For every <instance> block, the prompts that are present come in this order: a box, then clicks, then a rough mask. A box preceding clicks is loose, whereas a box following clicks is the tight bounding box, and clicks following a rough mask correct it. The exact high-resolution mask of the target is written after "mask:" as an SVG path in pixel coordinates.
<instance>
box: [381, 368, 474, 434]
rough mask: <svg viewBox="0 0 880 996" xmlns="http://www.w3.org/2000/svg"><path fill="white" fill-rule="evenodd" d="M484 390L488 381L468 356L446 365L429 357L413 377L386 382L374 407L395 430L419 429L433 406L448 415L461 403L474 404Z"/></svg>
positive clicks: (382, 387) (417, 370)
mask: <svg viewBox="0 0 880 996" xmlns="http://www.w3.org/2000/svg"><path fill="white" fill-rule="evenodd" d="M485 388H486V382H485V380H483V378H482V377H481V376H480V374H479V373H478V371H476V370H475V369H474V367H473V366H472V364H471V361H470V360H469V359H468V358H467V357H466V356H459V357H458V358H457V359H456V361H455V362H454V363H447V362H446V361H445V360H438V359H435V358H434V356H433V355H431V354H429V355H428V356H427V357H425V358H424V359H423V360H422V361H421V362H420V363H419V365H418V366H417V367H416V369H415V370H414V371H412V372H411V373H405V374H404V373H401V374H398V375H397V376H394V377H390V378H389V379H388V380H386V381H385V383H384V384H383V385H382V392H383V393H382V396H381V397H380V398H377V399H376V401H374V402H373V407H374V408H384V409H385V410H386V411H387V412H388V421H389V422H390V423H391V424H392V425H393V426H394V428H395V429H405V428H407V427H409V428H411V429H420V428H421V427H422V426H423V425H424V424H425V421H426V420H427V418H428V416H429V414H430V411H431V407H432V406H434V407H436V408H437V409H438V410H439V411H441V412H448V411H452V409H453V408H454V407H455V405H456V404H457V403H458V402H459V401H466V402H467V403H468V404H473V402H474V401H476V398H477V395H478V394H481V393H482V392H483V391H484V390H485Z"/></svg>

◆ **WHAT YOU SHOULD DO**
Reproduce the material above line for line, with no changes.

◆ **TASK OUTPUT**
For every <instance> block, the prompts that are present come in this order: a box, then clicks, then a rough mask. A box preceding clicks is loose, whereas a box following clicks is the tight bounding box, and clicks following a rough mask correct it. The exact high-resolution mask of the target is written after "mask:" as an SVG path in pixel coordinates.
<instance>
box: [381, 368, 474, 434]
rough mask: <svg viewBox="0 0 880 996" xmlns="http://www.w3.org/2000/svg"><path fill="white" fill-rule="evenodd" d="M484 390L488 381L468 356L446 365L429 357L413 377L386 382L374 407L395 430L419 429L433 406L448 415L461 403L474 404Z"/></svg>
positive clicks: (382, 387) (417, 370)
mask: <svg viewBox="0 0 880 996" xmlns="http://www.w3.org/2000/svg"><path fill="white" fill-rule="evenodd" d="M485 388H486V382H485V380H483V378H482V377H481V376H480V374H479V373H478V371H476V370H475V369H474V367H473V366H472V364H471V361H470V360H469V359H468V358H467V357H466V356H459V357H458V358H457V359H456V361H455V362H454V363H447V362H446V361H445V360H438V359H435V358H434V356H433V355H431V354H429V355H428V356H427V357H425V358H424V359H423V360H422V361H421V362H420V363H419V365H418V366H417V367H416V369H415V370H414V371H412V372H411V373H405V374H404V373H401V374H398V375H397V376H394V377H390V378H389V379H388V380H386V381H385V383H384V384H383V385H382V392H383V393H382V396H381V397H380V398H377V399H376V401H374V402H373V407H374V408H384V409H385V410H386V411H387V412H388V421H389V422H390V423H391V424H392V425H393V426H394V428H395V429H405V428H407V427H409V428H411V429H420V428H421V427H422V426H423V425H424V424H425V421H426V420H427V418H428V416H429V414H430V411H431V407H432V406H434V407H436V408H437V409H438V410H439V411H441V412H448V411H452V409H453V408H454V407H455V405H456V404H457V403H458V402H459V401H466V402H467V403H468V404H473V402H474V401H476V398H477V395H478V394H481V393H482V392H483V391H484V390H485Z"/></svg>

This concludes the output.